[What you need to do]
Restate all of the material, keeping every line identical to the original.

--*--

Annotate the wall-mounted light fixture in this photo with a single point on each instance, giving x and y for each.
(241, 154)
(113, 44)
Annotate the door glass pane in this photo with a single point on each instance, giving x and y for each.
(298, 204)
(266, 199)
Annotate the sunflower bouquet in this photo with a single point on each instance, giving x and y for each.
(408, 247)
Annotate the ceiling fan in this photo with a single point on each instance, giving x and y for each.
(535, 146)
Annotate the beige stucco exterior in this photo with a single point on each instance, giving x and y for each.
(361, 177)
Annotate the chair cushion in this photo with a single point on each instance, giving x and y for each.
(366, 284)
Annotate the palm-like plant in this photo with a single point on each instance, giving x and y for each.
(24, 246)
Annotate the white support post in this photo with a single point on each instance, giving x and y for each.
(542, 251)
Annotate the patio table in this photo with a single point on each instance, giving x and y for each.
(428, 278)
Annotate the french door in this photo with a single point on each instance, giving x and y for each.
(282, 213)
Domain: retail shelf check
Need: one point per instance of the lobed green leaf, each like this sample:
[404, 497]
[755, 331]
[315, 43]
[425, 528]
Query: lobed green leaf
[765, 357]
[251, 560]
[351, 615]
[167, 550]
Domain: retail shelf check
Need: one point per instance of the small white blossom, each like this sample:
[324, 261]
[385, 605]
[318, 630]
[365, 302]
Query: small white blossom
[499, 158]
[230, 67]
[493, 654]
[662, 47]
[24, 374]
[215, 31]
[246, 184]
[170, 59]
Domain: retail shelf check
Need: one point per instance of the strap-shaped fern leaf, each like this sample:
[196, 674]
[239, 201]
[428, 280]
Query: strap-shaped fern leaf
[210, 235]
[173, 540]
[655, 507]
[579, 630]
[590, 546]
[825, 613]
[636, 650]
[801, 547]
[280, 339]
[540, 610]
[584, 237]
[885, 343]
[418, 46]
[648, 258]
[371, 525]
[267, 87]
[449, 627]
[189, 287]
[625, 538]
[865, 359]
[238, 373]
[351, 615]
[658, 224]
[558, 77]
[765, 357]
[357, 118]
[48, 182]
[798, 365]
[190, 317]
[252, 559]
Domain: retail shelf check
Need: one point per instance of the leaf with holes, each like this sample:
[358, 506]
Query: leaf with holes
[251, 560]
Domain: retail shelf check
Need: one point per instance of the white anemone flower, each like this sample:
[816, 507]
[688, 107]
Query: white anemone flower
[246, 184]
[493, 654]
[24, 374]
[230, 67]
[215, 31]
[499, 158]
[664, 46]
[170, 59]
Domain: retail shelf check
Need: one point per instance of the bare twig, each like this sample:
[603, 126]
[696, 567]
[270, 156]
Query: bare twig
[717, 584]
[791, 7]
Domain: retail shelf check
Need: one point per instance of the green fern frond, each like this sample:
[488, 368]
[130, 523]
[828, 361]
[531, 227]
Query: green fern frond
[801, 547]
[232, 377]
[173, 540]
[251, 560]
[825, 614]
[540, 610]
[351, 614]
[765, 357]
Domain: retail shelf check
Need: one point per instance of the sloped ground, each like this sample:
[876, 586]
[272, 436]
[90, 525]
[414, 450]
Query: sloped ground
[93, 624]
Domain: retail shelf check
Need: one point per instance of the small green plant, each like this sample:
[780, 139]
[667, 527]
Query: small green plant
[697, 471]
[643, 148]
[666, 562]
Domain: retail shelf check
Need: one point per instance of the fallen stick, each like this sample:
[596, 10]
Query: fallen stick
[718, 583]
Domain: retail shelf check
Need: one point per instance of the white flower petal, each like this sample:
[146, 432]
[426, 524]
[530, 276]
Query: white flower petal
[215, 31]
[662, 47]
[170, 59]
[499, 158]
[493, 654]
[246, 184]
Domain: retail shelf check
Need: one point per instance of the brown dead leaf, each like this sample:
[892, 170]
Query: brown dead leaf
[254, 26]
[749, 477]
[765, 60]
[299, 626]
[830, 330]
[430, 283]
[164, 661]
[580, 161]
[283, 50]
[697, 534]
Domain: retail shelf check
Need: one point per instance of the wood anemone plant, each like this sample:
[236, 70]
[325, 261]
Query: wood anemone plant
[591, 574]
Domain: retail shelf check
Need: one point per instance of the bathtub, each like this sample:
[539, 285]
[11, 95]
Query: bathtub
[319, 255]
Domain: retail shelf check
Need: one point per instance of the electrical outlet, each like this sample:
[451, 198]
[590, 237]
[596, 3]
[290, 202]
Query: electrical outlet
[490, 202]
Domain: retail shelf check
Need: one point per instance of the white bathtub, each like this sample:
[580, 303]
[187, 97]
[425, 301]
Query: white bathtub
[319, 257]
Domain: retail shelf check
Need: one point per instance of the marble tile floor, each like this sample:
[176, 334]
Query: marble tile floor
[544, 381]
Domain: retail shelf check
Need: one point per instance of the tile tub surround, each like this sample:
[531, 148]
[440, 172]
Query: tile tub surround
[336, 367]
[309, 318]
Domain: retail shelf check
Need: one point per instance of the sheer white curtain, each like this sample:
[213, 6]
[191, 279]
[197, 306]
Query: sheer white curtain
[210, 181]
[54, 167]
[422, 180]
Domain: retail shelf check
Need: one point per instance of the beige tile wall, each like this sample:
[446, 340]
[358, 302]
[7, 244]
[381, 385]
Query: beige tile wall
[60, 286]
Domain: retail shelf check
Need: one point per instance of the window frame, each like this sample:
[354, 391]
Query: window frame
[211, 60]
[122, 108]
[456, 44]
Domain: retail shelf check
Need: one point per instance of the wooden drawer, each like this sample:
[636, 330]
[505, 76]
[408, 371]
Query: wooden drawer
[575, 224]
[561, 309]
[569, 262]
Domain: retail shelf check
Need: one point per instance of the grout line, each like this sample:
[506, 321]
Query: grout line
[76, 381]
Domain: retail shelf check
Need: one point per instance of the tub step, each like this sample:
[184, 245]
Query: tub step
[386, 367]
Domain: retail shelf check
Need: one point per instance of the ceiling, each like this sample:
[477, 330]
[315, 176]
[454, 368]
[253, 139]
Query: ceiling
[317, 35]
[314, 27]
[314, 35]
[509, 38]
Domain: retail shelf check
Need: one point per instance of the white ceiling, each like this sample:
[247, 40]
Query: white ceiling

--*--

[Answer box]
Annotate the wall-mounted light fixture in this photo with a single point on each instance, giving x and y for each.
(241, 154)
(113, 44)
Annotate the door glass pane in this photo with a single point on each instance, giving x and y for each.
(298, 204)
(266, 199)
Annotate the sunflower bouquet in this photo with a single point on each instance, giving x and y for each.
(408, 247)
Annotate the ceiling fan in this photo with a single point on each instance, giving x and y for each.
(535, 146)
Annotate the beige stucco exterior in this photo with a single point on each instance, giving x and y for each.
(361, 177)
Annotate the chair cushion in this photo with a single point on each instance, giving x and y for each.
(366, 284)
Annotate the palm-like plant in this photo with a single point on each instance, giving x and y for each.
(24, 246)
Annotate the white support post in this photo with a single point on each instance, giving x and y for each.
(542, 251)
Annotate the patio table in this photo with a single point on each instance, giving x and y for each.
(428, 278)
Annotate the french door in this photo with a single point on each instance, giving x and y for each.
(282, 213)
Domain: retail shelf check
Need: one point per instance of the lobed green leaf, each like this sample:
[404, 497]
[755, 331]
[315, 43]
[425, 528]
Query: lobed green leaf
[765, 357]
[251, 560]
[351, 615]
[167, 550]
Domain: retail shelf check
Need: one point per instance of the small white blossom, each like this sample:
[324, 261]
[385, 605]
[318, 630]
[365, 302]
Query: small white blossom
[499, 158]
[230, 67]
[493, 654]
[662, 47]
[24, 374]
[215, 31]
[246, 184]
[170, 59]
Domain: retail shelf check
Need: one point per instance of the strap-shaped fern leaf, each like this sample:
[196, 674]
[239, 201]
[428, 280]
Query: strap-shaped fern leaf
[210, 235]
[173, 540]
[655, 507]
[579, 630]
[590, 546]
[825, 613]
[636, 650]
[801, 547]
[280, 339]
[540, 610]
[584, 237]
[885, 343]
[418, 46]
[648, 258]
[371, 525]
[267, 87]
[449, 627]
[189, 287]
[625, 538]
[865, 359]
[238, 373]
[351, 615]
[658, 224]
[558, 77]
[765, 357]
[357, 118]
[48, 182]
[798, 365]
[190, 317]
[252, 559]
Domain: retail shelf check
Need: one point per instance of the leaf with holes, each like this sample:
[358, 506]
Query: leaf with holes
[251, 560]
Domain: retail shelf check
Need: one point per instance of the white anemone flower, each like this sample:
[816, 507]
[688, 107]
Query: white anemone flower
[246, 184]
[493, 654]
[24, 374]
[230, 67]
[215, 31]
[499, 158]
[664, 46]
[170, 59]
Domain: retail shelf check
Need: one point per instance of the bare twig, each like this sample:
[603, 126]
[696, 567]
[270, 156]
Query: bare twig
[717, 584]
[791, 7]
Domain: retail shelf check
Need: one point per instance of the green fern frond, each like this sample:
[488, 368]
[130, 523]
[828, 361]
[531, 227]
Query: green fern frond
[801, 547]
[232, 377]
[173, 540]
[251, 560]
[825, 614]
[540, 610]
[351, 614]
[765, 357]
Domain: retail shelf check
Need: one point per instance of the sloped ground, each like this sample:
[876, 586]
[272, 436]
[90, 525]
[414, 450]
Query: sloped ground
[93, 624]
Domain: retail shelf check
Need: one point per instance of the small green plant, each like this sample:
[780, 139]
[667, 527]
Query: small green plant
[697, 471]
[643, 148]
[666, 562]
Domain: retail shelf check
Need: one point per instance of the fallen stick, each like this sample:
[596, 10]
Query: fallen stick
[718, 583]
Domain: retail shelf check
Need: one point per instance of the white flower petal, each like this sample:
[146, 432]
[426, 524]
[530, 276]
Query: white flower petal
[215, 31]
[662, 47]
[170, 59]
[499, 158]
[493, 654]
[246, 184]
Domain: retail shelf check
Need: one point per instance of the brown dead leaf, each like this sample:
[892, 170]
Query: brown dead leaf
[254, 26]
[749, 477]
[765, 60]
[299, 626]
[830, 330]
[430, 283]
[164, 661]
[580, 161]
[283, 50]
[697, 534]
Domain: retail shelf check
Need: one point per instance of the wood anemone plant, each like this sample:
[236, 70]
[325, 261]
Query: wood anemone plant
[591, 574]
Domain: retail shelf check
Need: one point per instance of the bathtub, each like this sample:
[539, 285]
[11, 95]
Query: bathtub
[319, 255]
Domain: retail shelf check
Need: one point per instance of the electrical outlet, each like this sample:
[451, 198]
[590, 237]
[596, 3]
[290, 202]
Query: electrical outlet
[490, 202]
Domain: retail shelf check
Need: one point per instance of the white bathtub, each like this sample:
[580, 303]
[187, 97]
[425, 301]
Query: white bathtub
[319, 257]
Domain: retail shelf check
Need: one point per instance of the marble tile floor, each like this sample:
[176, 334]
Query: marble tile floor
[544, 381]
Domain: retail shelf check
Need: one point per instance of the tile tub surround, each like this sample:
[531, 148]
[440, 172]
Query: tile tub surround
[336, 367]
[309, 318]
Domain: retail shelf check
Need: one point per instance of the sheer white curtain, each like this sample:
[213, 6]
[191, 279]
[197, 306]
Query: sheer white curtain
[210, 181]
[54, 167]
[422, 180]
Domain: retail shelf check
Need: one point per instance of the beige tile wall, each like this sample:
[446, 340]
[358, 302]
[7, 244]
[381, 385]
Query: beige tile wall
[60, 286]
Domain: retail shelf check
Need: one point per instance of the window frame, each like this sample:
[354, 391]
Query: window frame
[211, 60]
[122, 108]
[456, 44]
Domain: retail shelf check
Need: one point per instance of the wooden drawer, each like this sample:
[636, 330]
[505, 76]
[408, 371]
Query: wooden drawer
[575, 224]
[561, 309]
[569, 262]
Domain: retail shelf check
Need: one point per instance of the grout line, each like this sample:
[506, 321]
Query: grout line
[76, 381]
Domain: retail shelf check
Need: one point per instance of the tub step, each like this sample:
[184, 245]
Query: tub step
[386, 367]
Domain: retail shelf check
Need: one point per instance of the ceiling, each like this sample:
[477, 330]
[315, 176]
[454, 368]
[253, 139]
Query: ceiling
[317, 35]
[314, 27]
[314, 35]
[509, 38]
Domain: retail shelf check
Need: one point per instance of the white ceiling, each like this sample:
[247, 40]
Query: white ceiling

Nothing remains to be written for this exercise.